YOUR ASSIGNMENT: Your answer should hold exactly the lines beginning with the one that contains "[spot] the range control" and ending with the last line of the material, both included. Leave every picture out.

╭──

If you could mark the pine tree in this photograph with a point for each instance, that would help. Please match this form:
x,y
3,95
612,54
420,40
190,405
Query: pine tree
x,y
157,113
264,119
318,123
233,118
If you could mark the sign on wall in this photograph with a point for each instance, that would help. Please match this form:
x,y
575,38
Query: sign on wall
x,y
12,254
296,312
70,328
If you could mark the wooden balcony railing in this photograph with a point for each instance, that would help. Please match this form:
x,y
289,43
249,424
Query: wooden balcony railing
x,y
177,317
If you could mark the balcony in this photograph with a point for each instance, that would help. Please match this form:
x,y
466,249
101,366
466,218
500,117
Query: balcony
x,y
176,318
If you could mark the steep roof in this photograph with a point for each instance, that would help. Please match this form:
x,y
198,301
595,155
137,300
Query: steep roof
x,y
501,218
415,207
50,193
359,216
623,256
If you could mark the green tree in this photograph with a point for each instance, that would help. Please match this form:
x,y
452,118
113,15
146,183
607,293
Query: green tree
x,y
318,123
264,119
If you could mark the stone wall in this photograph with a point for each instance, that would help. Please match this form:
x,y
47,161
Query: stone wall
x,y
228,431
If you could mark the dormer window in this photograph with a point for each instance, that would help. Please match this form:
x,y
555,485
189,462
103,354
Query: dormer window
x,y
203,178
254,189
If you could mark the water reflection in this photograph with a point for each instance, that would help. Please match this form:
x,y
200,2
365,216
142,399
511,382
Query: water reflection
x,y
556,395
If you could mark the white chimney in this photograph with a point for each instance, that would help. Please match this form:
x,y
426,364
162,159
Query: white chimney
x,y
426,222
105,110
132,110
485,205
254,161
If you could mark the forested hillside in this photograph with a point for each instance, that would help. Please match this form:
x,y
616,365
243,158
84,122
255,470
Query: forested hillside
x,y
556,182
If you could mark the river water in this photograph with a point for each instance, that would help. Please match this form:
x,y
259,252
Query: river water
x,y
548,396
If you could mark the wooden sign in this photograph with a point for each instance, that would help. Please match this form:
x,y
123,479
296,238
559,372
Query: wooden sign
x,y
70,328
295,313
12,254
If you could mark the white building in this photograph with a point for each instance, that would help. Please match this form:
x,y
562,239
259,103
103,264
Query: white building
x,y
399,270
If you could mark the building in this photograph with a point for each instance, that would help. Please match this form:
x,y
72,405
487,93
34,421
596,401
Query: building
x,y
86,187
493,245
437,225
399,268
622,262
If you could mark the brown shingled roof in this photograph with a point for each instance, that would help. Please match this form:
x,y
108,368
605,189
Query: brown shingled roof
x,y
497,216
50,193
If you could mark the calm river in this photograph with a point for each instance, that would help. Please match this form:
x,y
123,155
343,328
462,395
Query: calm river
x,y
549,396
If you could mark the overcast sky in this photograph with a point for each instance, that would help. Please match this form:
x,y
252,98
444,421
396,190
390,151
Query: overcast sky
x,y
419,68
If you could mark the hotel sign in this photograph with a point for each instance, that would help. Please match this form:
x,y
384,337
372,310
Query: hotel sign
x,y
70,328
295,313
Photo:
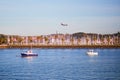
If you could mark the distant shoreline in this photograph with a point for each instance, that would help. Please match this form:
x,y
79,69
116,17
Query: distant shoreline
x,y
58,46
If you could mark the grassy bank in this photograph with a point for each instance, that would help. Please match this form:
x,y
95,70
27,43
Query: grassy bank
x,y
60,46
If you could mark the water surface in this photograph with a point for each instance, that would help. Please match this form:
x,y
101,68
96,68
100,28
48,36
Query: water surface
x,y
60,64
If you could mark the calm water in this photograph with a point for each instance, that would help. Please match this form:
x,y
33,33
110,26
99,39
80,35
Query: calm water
x,y
60,64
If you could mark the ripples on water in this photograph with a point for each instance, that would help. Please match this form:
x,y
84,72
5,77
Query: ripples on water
x,y
60,64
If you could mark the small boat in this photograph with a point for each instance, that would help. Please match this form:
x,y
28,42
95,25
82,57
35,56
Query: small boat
x,y
28,53
92,53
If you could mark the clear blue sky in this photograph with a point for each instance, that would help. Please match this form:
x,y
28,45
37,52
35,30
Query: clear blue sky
x,y
41,17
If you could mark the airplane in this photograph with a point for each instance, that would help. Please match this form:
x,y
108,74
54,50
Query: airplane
x,y
64,24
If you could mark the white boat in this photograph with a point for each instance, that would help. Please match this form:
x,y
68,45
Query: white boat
x,y
92,53
28,53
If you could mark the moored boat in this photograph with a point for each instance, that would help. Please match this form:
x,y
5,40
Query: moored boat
x,y
28,53
92,53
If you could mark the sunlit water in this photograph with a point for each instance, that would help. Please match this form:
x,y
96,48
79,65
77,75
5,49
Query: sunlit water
x,y
60,64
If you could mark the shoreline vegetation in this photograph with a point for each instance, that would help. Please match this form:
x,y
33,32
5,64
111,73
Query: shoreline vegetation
x,y
58,46
59,40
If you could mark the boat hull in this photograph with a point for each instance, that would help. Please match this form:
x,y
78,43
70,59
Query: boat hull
x,y
26,55
92,53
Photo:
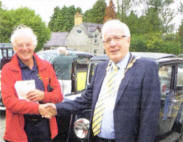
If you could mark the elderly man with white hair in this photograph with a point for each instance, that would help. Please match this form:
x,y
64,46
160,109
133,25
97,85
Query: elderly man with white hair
x,y
23,120
124,94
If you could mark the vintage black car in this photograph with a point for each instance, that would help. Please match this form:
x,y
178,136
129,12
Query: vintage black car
x,y
171,114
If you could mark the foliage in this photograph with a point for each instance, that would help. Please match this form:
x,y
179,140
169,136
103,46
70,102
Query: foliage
x,y
96,14
62,20
109,12
10,19
180,34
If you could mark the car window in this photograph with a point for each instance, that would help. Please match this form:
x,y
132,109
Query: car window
x,y
165,78
179,84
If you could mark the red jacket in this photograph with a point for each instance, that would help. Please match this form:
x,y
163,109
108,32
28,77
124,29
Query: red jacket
x,y
16,108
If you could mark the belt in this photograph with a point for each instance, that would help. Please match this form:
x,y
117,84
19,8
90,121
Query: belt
x,y
99,139
33,119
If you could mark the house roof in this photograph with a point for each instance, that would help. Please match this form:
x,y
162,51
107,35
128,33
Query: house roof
x,y
57,39
91,27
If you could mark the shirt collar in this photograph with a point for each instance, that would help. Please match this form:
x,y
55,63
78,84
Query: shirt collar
x,y
121,64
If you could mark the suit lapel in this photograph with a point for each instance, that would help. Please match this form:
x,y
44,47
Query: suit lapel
x,y
124,83
100,77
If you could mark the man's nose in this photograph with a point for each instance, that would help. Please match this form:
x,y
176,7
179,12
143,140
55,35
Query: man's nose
x,y
112,42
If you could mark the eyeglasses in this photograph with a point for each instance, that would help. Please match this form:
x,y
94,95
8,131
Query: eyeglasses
x,y
24,45
115,38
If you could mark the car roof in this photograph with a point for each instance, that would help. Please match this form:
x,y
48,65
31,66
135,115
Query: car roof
x,y
49,55
158,57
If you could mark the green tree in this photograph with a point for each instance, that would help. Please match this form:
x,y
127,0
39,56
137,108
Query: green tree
x,y
63,19
9,19
180,34
96,14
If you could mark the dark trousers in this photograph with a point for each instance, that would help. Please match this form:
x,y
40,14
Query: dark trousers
x,y
98,139
38,131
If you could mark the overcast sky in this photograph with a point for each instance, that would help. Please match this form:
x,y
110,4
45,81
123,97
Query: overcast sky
x,y
45,8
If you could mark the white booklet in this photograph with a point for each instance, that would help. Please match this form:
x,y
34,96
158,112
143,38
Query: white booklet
x,y
23,87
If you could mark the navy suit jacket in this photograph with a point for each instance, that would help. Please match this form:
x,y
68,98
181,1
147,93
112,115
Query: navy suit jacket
x,y
137,107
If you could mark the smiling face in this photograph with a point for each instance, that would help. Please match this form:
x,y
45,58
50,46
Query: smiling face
x,y
24,48
116,44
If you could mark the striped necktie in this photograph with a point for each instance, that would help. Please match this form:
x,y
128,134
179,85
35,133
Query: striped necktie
x,y
100,106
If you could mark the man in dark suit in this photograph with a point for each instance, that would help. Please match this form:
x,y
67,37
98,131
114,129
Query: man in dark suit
x,y
124,90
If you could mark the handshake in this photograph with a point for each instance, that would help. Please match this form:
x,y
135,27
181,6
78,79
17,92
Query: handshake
x,y
47,110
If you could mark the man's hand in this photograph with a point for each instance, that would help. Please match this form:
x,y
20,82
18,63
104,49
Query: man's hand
x,y
35,95
47,110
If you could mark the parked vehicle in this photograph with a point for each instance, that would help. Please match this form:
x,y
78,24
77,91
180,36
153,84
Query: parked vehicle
x,y
79,67
171,114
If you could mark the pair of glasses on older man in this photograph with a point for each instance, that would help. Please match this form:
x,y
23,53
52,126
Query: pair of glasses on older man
x,y
115,38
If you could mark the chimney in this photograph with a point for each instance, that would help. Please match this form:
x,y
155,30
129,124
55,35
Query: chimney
x,y
78,19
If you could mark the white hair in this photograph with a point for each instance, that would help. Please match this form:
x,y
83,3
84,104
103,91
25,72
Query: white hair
x,y
117,24
23,30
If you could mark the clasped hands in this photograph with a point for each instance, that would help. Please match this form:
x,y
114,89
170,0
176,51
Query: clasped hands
x,y
47,110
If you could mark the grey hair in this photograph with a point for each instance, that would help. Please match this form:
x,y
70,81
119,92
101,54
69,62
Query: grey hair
x,y
23,30
117,24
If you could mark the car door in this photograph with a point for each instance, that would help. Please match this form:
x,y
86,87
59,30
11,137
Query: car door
x,y
171,81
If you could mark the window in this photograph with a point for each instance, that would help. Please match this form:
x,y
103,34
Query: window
x,y
79,31
179,84
165,79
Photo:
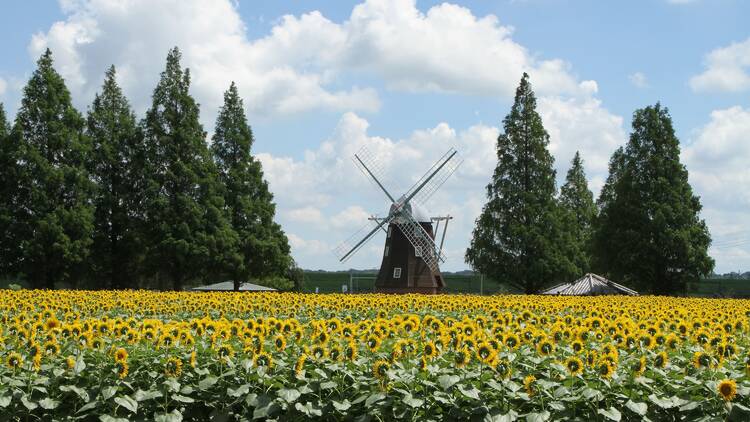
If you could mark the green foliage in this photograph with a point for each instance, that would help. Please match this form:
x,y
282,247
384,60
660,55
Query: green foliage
x,y
649,233
519,237
188,230
578,214
116,164
263,249
53,214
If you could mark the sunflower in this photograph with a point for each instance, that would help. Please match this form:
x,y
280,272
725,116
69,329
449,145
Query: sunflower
x,y
300,364
545,348
503,368
373,342
605,368
462,357
639,366
173,367
574,365
701,360
661,360
380,369
429,350
528,384
727,389
122,369
121,355
351,351
263,359
14,360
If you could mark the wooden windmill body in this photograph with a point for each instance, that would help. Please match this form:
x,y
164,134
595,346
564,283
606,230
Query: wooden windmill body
x,y
411,256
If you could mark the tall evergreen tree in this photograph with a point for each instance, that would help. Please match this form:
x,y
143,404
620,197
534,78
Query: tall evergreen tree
x,y
577,204
263,247
55,215
8,249
518,235
189,233
650,216
116,165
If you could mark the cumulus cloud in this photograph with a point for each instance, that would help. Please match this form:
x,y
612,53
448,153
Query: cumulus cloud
x,y
717,158
638,79
295,67
727,70
327,180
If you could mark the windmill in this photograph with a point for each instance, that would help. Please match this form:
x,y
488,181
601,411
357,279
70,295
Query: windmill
x,y
411,257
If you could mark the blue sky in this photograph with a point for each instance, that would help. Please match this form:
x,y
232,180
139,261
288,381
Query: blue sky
x,y
410,79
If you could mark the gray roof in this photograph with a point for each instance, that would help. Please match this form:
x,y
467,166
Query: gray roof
x,y
229,286
589,285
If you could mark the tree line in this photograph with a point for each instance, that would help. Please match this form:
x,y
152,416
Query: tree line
x,y
110,201
644,230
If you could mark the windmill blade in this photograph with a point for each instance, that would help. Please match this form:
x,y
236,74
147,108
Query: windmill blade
x,y
357,240
420,239
423,189
372,168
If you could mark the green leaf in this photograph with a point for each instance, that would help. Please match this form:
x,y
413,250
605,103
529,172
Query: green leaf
x,y
141,395
328,385
107,418
308,409
409,400
240,391
173,416
611,414
48,403
375,397
183,399
447,381
472,393
207,382
638,408
538,417
109,392
128,403
289,395
77,390
28,403
341,406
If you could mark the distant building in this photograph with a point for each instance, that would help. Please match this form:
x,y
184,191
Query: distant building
x,y
589,285
228,286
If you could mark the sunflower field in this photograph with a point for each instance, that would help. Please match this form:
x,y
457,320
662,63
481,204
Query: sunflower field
x,y
137,355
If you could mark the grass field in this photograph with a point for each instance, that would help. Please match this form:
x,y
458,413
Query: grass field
x,y
331,282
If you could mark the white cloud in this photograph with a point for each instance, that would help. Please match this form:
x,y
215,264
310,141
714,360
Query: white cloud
x,y
349,198
295,67
727,70
638,79
282,72
717,160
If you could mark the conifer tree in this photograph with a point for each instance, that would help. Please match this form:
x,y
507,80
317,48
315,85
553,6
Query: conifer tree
x,y
518,236
263,247
577,203
54,220
189,235
116,165
650,216
8,250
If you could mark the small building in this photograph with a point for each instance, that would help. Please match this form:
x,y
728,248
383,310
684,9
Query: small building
x,y
589,285
228,286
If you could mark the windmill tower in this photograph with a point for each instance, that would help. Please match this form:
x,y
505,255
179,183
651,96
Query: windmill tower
x,y
411,257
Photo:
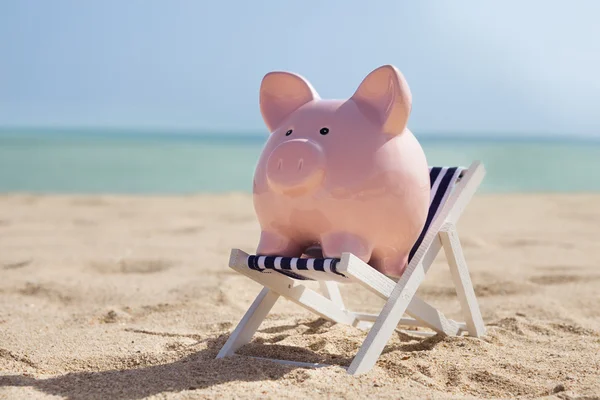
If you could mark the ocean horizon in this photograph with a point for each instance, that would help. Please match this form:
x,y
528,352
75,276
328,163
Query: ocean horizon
x,y
171,162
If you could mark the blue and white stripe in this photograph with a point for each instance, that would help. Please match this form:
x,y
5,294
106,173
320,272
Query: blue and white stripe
x,y
442,181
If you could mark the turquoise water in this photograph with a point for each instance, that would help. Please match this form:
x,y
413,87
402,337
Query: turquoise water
x,y
121,162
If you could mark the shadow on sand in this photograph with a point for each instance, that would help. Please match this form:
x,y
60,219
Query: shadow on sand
x,y
195,371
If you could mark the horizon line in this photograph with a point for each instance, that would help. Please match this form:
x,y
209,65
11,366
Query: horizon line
x,y
232,133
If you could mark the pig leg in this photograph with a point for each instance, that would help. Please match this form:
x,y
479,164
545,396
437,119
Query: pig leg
x,y
275,244
336,243
392,266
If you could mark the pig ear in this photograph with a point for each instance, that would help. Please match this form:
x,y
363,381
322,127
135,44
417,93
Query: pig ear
x,y
281,93
385,98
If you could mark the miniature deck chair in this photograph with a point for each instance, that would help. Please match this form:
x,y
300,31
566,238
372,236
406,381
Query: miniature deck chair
x,y
451,191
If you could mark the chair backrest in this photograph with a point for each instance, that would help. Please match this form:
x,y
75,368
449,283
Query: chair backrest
x,y
442,181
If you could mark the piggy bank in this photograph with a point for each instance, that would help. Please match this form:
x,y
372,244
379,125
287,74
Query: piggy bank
x,y
342,175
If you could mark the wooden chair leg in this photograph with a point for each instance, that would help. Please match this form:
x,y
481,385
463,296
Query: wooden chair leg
x,y
462,281
250,322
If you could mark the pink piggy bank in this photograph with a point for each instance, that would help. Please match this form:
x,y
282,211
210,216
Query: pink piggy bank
x,y
345,175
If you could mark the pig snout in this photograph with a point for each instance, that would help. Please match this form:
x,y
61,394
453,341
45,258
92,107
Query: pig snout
x,y
295,167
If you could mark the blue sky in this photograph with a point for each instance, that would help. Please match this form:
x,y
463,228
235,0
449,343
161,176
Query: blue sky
x,y
483,68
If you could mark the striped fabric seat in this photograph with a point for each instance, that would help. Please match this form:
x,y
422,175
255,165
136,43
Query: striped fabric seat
x,y
442,181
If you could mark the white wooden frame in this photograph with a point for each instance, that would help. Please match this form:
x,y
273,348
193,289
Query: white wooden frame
x,y
400,296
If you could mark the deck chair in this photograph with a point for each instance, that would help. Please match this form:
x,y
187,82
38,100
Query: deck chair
x,y
451,190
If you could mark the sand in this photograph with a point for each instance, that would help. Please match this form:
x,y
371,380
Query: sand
x,y
115,297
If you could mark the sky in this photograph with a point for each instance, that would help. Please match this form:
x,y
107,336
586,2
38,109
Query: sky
x,y
478,68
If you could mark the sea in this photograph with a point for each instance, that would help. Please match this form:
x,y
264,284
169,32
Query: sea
x,y
94,161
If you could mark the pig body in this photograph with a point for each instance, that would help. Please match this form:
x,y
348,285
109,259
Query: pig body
x,y
346,175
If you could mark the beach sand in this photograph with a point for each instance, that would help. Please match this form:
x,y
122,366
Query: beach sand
x,y
115,297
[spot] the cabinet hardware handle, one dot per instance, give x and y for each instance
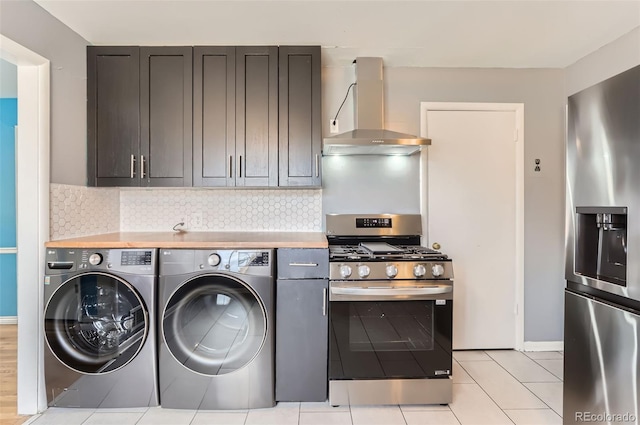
(133, 166)
(324, 301)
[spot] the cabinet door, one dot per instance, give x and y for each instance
(166, 116)
(113, 116)
(300, 115)
(301, 340)
(214, 116)
(256, 116)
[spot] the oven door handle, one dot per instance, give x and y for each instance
(364, 294)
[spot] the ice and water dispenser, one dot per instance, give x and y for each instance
(601, 243)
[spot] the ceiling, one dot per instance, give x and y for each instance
(449, 33)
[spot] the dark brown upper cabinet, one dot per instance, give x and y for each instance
(300, 128)
(236, 116)
(139, 116)
(166, 91)
(204, 116)
(214, 116)
(113, 116)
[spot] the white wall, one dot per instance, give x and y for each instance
(610, 60)
(8, 79)
(542, 92)
(29, 25)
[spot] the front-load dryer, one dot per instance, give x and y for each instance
(216, 341)
(100, 342)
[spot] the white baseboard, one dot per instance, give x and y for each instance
(543, 345)
(8, 320)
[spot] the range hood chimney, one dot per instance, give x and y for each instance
(370, 137)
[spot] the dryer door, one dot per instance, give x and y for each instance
(214, 324)
(95, 323)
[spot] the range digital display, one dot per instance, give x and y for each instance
(373, 222)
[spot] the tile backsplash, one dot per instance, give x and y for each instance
(79, 211)
(266, 210)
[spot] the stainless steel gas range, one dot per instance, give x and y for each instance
(391, 309)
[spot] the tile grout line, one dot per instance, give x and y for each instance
(485, 391)
(542, 366)
(523, 384)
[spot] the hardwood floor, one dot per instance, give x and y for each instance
(8, 375)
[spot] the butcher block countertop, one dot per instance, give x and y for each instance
(211, 240)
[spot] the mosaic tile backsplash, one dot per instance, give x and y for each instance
(80, 211)
(265, 210)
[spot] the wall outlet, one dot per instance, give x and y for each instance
(195, 221)
(333, 126)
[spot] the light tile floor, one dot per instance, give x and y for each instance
(489, 387)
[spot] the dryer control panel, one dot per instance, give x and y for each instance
(134, 261)
(244, 261)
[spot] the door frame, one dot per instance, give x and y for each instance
(32, 218)
(518, 108)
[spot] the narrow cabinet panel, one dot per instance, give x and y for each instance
(166, 116)
(257, 116)
(301, 340)
(214, 116)
(300, 115)
(113, 116)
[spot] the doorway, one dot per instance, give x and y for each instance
(32, 223)
(8, 250)
(473, 206)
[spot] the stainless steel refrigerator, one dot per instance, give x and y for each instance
(602, 297)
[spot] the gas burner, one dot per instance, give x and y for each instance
(364, 252)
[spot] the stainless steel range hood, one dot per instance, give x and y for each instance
(369, 137)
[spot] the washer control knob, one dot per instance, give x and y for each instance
(345, 271)
(363, 271)
(419, 270)
(95, 259)
(391, 270)
(214, 260)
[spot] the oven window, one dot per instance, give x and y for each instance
(390, 339)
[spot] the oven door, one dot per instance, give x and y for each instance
(380, 332)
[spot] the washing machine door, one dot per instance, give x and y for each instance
(214, 324)
(95, 323)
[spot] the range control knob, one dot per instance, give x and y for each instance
(391, 270)
(213, 260)
(363, 271)
(419, 270)
(437, 270)
(95, 259)
(345, 271)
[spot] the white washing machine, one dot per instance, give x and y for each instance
(216, 339)
(99, 328)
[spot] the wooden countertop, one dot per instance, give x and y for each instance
(213, 240)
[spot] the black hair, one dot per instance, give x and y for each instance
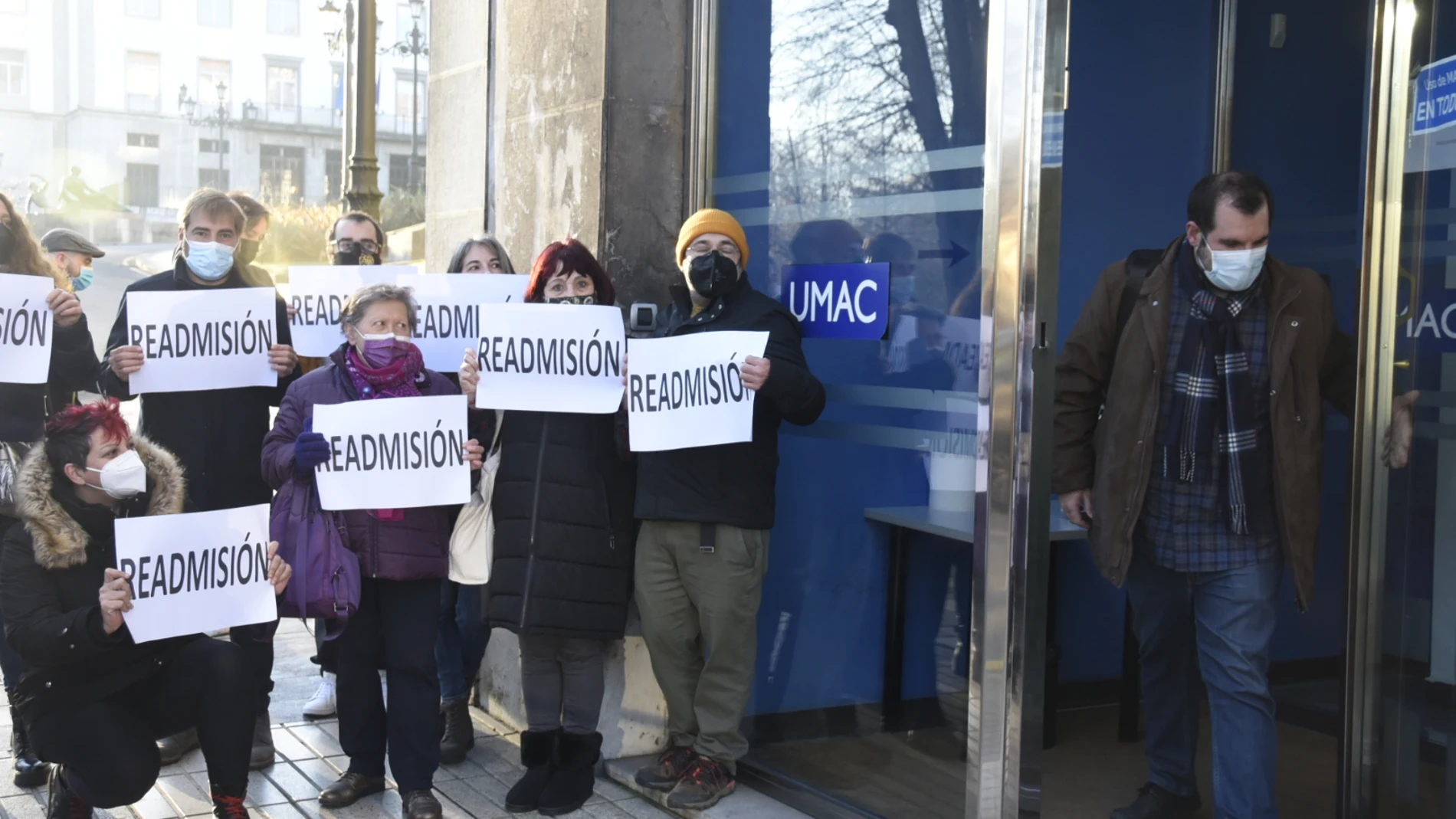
(1245, 191)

╰──

TASK RESULT:
[spot] the range control knob, one dot per instance, give x and y for each instance
(391, 270)
(213, 260)
(363, 271)
(419, 270)
(437, 270)
(95, 259)
(345, 271)
[spot] the white washing machine, one dot per instance, give x and y for each instance
(216, 339)
(99, 328)
[spot] the wooden countertop, one dot per instance, give x and y for each instance
(213, 240)
[spot] the black hair, one dot per instance, give x and y for each instance
(1245, 191)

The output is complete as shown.